Open Photography Forums  
HOME FORUMS NEWS FAQ SEARCH

Go Back   Open Photography Forums > OPF Welcome Hall > Layback Cafe

Layback Cafe Let's chat!

Reply
 
Thread Tools Display Modes
  #1  
Old June 19th, 2010, 04:21 PM
Asher Kelman Asher Kelman is offline
OPF Owner/Editor-in-Chief
 
Join Date: Apr 2006
Posts: 34,123
Default Is Photography over?

Elsewhere in another current OPF thread, the question: "What is your motivation" or "What drives your style in photography?" lead to an interesting discussion of motivation: getting one's style as if it is something all self-respecting photographers must somehow accomplish.

Then, commenting on Sandrine's failure to see art in at least much of her own employer's photography, Ken Tanaka, succinctly as usual, made some very interesting points, (outside of that consideration of photography as "art"):

Quote:
Originally Posted by Ken Tanaka View Post
...........

The fact that nearly everyone can record a photograph makes it the most democratic of all media. But it simultaneously makes it the most difficult medium in which to distinguish oneself. This past April the San Francisco Museum of Modern Art (SFMoMA) hosted a symposium to tackle the obviously unanswerable, but provocative, question: "Is Photography Over?". The museum empaneled a relatively wide variety of renowned figures to discuss the subject -- curators, educators, photographers/artists, and a few professional navel-gazers. Some may find their remarks interesting reading.

Ken,

Your remarks made me rethink about the values we have and the part played by photography. I'd like us to look at the question of our photography, not in terms of style, but intent and impact on society. This I figure might be a more fruitful approach.

"The fact that nearly everyone can record a photograph makes it the most democratic of all media."

The Citizen Journalist: The possession of cameras at the ready everywhere by average people is the most important factor in the continued development and evolution of the citizen journalist. Think of the type of video that exposed the police beating in the Rodney King affair written still argued about here. Think of the impact of just one camera with one point of view. One can argue that the picture does not shoe the entire story. Well, time has move us to a new stage. Thousands of cell phone pictures from every part of the protests streamed out of Iran despite censorship. Having a camera let alone just one single video camera at hand everywhere in the world was unusual just 20 years ago. Now, cell phones are ubiquitous. Never before in the history of man was it so hard to conceal crimes against society!

Think of the truth possible after the murder of Neda. Today, citizen news gathering provides a major new factor in human society's functioning. So "good enough", here, at least, get's out the news despite the harshest censorship. Again there's utterly no need for the picture to be considered as "Art" for it to be either effective or important!

Back to photography for Art: Beyond that, attempting to make Art, by photographing the beautiful, "sentimental" or "romantic", faces what I'd label "The Sunset" conundrum.

◆ Supplied entries:
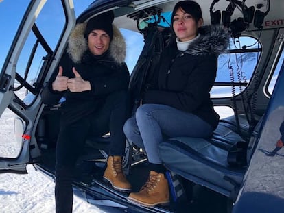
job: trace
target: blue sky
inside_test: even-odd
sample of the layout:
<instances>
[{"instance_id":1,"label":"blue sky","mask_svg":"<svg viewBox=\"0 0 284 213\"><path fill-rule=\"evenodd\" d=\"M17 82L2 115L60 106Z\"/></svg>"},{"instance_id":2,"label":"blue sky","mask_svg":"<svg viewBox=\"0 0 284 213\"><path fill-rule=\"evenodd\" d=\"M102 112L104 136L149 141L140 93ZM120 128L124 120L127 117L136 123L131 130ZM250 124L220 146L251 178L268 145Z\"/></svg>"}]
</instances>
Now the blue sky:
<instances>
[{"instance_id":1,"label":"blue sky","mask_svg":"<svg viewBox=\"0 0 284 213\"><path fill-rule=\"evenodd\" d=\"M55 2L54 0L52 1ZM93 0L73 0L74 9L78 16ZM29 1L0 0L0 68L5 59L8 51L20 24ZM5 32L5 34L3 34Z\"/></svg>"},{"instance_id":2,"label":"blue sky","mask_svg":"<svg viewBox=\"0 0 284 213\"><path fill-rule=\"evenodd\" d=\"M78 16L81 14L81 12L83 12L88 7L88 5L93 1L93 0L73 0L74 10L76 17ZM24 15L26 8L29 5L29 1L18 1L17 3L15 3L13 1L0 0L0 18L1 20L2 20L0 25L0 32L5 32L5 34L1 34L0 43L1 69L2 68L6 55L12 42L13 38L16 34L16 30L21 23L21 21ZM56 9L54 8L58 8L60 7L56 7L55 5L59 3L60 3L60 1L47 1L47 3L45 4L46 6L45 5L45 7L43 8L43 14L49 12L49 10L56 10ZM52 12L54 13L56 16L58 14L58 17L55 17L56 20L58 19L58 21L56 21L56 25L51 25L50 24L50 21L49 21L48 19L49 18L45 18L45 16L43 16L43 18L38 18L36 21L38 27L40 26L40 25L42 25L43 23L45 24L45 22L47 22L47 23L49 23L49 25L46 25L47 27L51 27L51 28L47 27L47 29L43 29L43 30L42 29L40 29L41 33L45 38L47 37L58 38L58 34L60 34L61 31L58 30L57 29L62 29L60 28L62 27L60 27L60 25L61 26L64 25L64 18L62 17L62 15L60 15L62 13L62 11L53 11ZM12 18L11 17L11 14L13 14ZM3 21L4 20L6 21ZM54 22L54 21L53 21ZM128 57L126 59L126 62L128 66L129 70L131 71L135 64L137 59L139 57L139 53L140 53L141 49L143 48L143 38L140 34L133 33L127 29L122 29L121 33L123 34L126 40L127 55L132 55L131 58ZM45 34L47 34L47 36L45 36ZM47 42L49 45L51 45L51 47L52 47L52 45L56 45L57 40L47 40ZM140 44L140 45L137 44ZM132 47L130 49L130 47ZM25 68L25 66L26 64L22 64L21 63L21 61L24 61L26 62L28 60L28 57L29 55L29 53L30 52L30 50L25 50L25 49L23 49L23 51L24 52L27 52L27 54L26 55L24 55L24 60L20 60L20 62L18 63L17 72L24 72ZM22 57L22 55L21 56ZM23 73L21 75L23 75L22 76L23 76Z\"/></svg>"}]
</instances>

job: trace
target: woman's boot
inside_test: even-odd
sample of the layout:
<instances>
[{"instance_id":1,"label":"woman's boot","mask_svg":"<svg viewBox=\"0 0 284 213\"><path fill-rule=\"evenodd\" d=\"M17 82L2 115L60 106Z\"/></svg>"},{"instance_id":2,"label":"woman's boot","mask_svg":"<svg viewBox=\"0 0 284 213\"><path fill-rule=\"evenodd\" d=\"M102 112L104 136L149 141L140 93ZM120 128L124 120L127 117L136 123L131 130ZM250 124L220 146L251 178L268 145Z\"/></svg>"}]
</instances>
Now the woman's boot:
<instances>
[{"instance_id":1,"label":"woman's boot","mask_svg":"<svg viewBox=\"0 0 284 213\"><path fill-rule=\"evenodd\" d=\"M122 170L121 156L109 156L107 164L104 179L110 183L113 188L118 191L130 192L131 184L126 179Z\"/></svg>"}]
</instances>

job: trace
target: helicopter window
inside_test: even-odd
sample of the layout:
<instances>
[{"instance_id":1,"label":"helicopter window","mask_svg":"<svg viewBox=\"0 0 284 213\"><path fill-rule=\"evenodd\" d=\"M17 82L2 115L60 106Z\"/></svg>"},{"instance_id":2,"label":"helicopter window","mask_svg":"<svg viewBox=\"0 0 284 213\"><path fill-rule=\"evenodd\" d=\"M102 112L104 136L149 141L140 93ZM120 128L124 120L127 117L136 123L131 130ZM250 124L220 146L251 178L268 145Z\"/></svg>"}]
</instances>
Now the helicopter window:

◆ What is asked:
(a) Write out the passage of the forum post on whether photography is over, starting with "Your remarks made" and going on through "more fruitful approach.".
(b) Rewrite the paragraph of the forum post on whether photography is over that begins "Think of the truth possible after the murder of Neda" in a shorter form, keeping its main facts.
(c) Proceed with the forum post on whether photography is over, picking up after its final sentence about "The Sunset" conundrum.

◆ Task-by-task answers:
(a)
Your remarks made me rethink about the values we have and the part played by photography. I'd like us to look at the question of our photography, not in terms of style, but intent and impact on society. This I figure might be a more fruitful approach.

(b) The murder of Neda shows what truth can now come out. Citizen news gathering has become a major new factor in how human society functions, and "good enough" pictures get the news out despite the harshest censorship. A picture need not be considered "Art" to be effective or important.

(c)
The Sunset Conundrum: The more perfect and ideal the sunset appears, the less interesting it might be as a novel work! In science and forensic work, however, the photograph has no such limitations. It increases in importance with every advance in technology. Similarly, undiminished in power, the new photograph still makes one of the most treasured mementos. In advertising and fashion, like art, any new image has to rise above the impact of all others that image invokes. So it might be harder, but the human imagination is infinite. With that as our starting dogma, the photograph is not going to decrease in importance in our lives.

What's likely is that all the famous images our society has iconized, are ready to reappear at the slightest stimulus. So they are always there as we gauge the value of anything new. Evoking such symbols work to both fortify new works and paradoxically risks deflating their potential value in the market place if it's merely classified as "what we've seen before". Having a new voice will always get the most attention. In that, the photograph is not dead and won't die!

Asher
__________________
Follow us on Twitter at @opfweb

Our purpose is getting to an impressive photograph. So we encourage browsing and then feedback. Consider a link to your galleries annotated, C&C welcomed. Images posted within OPF are assumed to be for Comment & Critique, unless otherwise designated.
Reply With Quote
  #2  
Old June 19th, 2010, 04:23 PM
Asher Kelman Asher Kelman is offline
OPF Owner/Editor-in-Chief
 
Join Date: Apr 2006
Posts: 34,123
Default

I challenge folk to follow the link Ken has shared and then respond here. "Is Photography Over?".

Asher
__________________
Follow us on Twitter at @opfweb

Our purpose is getting to an impressive photograph. So we encourage browsing and then feedback. Consider a link to your galleries annotated, C&C welcomed. Images posted within OPF are assumed to be for Comment & Critique, unless otherwise designated.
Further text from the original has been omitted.